§ **WHAT THIS TASK INVOLVES**: Please say whether each statement agrees with the vacuum pump text, answering yes or no and quoting the words of the text that settle it. (a) Leaks in a vacuum system are easier to find than leaks in a compressed air system. (b) As the pressure inside the vacuum chamber drops, more air passes through a leak. (c) Gas flowing through a leak can lower the temperature around the leak.

§ **EXERCISE TEXT**:
++++++++++

Both centrifugal and positive displacement vacuum pumps are designed to remove molecules from a closed chamber at a fixed rate (volumetric capacity). When the vacuum pumps are working properly, the system pressure pump-down time can be tracked on a graph like in Image 1.
The pressure range is determined by the application/equipment and the time (in this case in seconds) is adjustable based on the physical size of the chamber. The largest vacuum chamber in the world at the National Aeronautics and Space Administration (NASA) in Cleveland would need to be graphed in hours (not seconds or minutes).
The graph in Image 1 is plotted by measuring the vacuum pressure at given time intervals after the vacuum chamber
is sealed (closed). Pressure is defined as force per unit area. The force air molecules can be unnoticeable considering they are always there. Less air pressure can be noticed in Denver due to its high elevation compared to New Orleans, which is at sea level.
Typically, a vacuum system consists of a vacuum pump, piping, a pressure gauge and a chamber with molecules in it (air pressure). As the vacuum pump captures and removes some of the molecules, the pressure begins to decrease—therefore, vacuum is being created.
The chamber pressure is the result of the molecules hitting the chamber or vessel walls. As the number of molecules inside the chamber decreases, both their force hitting the walls and the frequency of them hitting the walls decreases. This decrease is measured via a pressure gauge.
Vacuum systems leak in the opposite direction of compressed air systems or liquid systems. Finding leaks on compressed air systems or liquid systems generally involves listening to the whistling of escaping air or finding puddles and looking up into the piping. Vacuum system leaks are into the chamber or piping, so they can be more challenging to find and repair.
Often, vacuum system leaks are initially thought to be vacuum pump problems. The decision to change the vacuum pump should be based on measurable data and not just a gut feeling.
It is possible the air leak into the chamber may be equal to or more than the volumetric capacity of the vacuum pump. In this case, the air in-leak may be faster than the vacuum pump’s volumetric capacity, and this prevents the decrease in the vacuum pressure inside the chamber. The vacuum pump could be working correctly, yet the vacuum pressure is not decreasing.
The vacuum pump-down graph in Image 2 shows three separate chamber pump-downs. The green line shows a leak-free system, the blue line shows effects of a small leak and the red line shows the effect of a larger air in-leak. In all three pump-down graphs, the vacuum pump is working properly, even though the results (the pressure readings) are different.
There is an additional issue involving air in-leakage. The volume of air passing through a leak changes with the differential pressure across the leak. Generally, the outside air pressure is not changing, but as the air pressure inside the vacuum chamber is decreasing, the overall differential pressure is increasing, which increases the volume of air passing through the leak. To put it another way, as the pressure inside the vacuum chamber decreases, the volume of air passing through the leak increases, which decreases the ability for the fixed volume vacuum pump to remove the air in-leakages volume.
Even though the vacuum is working properly, the air in-leak shown by the red line in the Image 2 may prevent the end user from conducting their process effectively. Changing the vacuum pump will not fix this problem.
Identification of an air in-leakage problem versus a vacuum pump problem should be one of the first steps in
troubleshooting a poor base pressure problem in a vacuum system. Identification of the root problem can prevent wasting time fixing a problem that does not exist. Producing a time versus pressure graph is usually a critical tool that aids in the effort to diagnose the causes.
In recent years, there have been advances in thermal imaging and sonic listening devices that can making finding air in-leakages possible or easier. It has been found that the gas flow through a leak can measurably lower the temperature in and around the leak. Newly developed thermal imaging systems (that a human eye cannot see) make this temperature difference visible, thus making it easier to pinpoint the leak location. Sonic listening devices can also assist this effort.
Finding the leak is the first step in correcting an air in-leakage problem. This may involve tightening a gasket, improving the gasket material or fixing a porous weld. A new pressure versus time graph can prove the corrective actions taken were successful.

++++++++++

§ **SOURCE INFORMATION**:
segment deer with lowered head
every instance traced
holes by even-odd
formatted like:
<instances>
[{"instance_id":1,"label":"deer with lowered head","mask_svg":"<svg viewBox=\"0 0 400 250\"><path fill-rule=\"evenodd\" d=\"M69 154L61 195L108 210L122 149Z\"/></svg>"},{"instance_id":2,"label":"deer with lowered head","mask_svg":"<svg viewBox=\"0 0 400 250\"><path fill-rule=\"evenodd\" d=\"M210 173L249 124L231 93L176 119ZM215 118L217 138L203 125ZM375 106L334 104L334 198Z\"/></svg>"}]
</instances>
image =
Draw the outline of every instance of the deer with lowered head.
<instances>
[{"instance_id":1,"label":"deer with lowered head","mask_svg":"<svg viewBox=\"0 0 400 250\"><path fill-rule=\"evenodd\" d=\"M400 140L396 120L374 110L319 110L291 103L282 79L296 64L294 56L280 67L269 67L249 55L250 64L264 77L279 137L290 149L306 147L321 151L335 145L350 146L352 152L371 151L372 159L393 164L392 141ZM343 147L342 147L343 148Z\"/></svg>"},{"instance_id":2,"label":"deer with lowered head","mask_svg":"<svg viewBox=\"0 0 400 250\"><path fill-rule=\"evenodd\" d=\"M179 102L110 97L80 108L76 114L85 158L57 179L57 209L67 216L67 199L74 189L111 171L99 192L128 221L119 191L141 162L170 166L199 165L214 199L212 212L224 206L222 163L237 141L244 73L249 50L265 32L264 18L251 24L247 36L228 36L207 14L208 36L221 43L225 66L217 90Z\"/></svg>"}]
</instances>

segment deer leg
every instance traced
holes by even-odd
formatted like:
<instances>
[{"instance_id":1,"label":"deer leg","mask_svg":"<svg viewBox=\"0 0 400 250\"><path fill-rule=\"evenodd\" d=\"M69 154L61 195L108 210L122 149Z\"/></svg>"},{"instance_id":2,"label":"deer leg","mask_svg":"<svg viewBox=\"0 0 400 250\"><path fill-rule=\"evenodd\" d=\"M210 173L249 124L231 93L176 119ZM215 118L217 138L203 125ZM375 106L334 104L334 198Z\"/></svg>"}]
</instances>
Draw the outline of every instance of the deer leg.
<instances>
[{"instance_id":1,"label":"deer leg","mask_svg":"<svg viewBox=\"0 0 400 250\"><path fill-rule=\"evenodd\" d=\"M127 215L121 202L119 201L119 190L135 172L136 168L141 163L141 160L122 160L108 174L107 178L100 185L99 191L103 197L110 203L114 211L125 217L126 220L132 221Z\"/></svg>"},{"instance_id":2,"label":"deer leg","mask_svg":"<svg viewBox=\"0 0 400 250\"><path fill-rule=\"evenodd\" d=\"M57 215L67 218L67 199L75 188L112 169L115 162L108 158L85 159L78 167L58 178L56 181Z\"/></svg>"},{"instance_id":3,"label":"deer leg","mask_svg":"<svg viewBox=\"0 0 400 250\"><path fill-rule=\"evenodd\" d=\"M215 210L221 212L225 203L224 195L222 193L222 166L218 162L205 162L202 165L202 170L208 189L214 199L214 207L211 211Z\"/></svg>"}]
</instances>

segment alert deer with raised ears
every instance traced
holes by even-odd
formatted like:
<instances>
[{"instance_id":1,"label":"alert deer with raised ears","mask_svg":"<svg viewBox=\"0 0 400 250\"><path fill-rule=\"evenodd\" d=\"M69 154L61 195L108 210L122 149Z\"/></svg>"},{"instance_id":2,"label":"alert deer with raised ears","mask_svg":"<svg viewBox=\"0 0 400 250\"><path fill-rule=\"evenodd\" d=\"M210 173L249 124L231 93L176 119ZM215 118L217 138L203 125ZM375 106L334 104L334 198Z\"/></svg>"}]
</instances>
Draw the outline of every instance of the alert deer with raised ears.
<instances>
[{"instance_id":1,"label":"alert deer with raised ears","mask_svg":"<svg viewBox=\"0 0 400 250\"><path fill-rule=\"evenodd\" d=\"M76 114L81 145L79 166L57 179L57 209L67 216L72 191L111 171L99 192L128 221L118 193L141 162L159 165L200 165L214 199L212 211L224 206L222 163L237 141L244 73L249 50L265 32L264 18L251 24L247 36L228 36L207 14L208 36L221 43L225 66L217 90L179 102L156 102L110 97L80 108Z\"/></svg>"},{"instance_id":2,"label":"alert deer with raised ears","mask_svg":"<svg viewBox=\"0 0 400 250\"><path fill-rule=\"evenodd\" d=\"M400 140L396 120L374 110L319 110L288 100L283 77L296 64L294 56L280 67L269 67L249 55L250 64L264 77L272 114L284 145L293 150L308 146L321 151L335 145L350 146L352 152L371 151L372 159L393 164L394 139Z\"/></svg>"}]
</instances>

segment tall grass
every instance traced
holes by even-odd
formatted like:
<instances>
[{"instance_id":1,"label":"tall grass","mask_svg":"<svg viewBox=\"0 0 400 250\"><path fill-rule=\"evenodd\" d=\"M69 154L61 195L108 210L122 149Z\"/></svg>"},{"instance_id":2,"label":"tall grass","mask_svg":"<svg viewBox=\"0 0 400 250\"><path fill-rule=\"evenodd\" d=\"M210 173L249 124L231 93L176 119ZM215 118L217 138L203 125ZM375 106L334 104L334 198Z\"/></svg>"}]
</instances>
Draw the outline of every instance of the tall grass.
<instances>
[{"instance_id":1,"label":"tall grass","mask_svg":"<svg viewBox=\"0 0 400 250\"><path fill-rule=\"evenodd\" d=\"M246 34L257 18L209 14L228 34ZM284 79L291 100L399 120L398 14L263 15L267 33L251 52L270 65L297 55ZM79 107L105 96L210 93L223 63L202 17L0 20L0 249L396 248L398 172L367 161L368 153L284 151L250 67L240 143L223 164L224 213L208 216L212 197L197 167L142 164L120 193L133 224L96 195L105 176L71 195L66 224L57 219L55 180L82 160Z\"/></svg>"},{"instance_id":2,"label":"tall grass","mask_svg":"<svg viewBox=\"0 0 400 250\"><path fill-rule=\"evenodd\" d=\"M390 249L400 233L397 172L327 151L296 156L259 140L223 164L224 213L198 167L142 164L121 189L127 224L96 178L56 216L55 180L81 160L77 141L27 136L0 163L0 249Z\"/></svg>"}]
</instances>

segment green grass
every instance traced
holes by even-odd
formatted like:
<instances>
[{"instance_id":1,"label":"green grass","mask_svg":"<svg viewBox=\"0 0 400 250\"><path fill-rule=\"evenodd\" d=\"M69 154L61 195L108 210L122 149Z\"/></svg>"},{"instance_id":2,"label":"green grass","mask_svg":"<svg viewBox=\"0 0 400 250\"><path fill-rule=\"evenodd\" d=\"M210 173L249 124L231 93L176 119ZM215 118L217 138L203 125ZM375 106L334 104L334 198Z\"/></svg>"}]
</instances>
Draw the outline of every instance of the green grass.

++++++++++

§ **RESPONSE TO THIS TASK**:
(a) No: "Vacuum system leaks are into the chamber or piping, so they can be more challenging to find and repair."
(b) Yes: "as the pressure inside the vacuum chamber decreases, the volume of air passing through the leak increases"
(c) Yes: "the gas flow through a leak can measurably lower the temperature in and around the leak"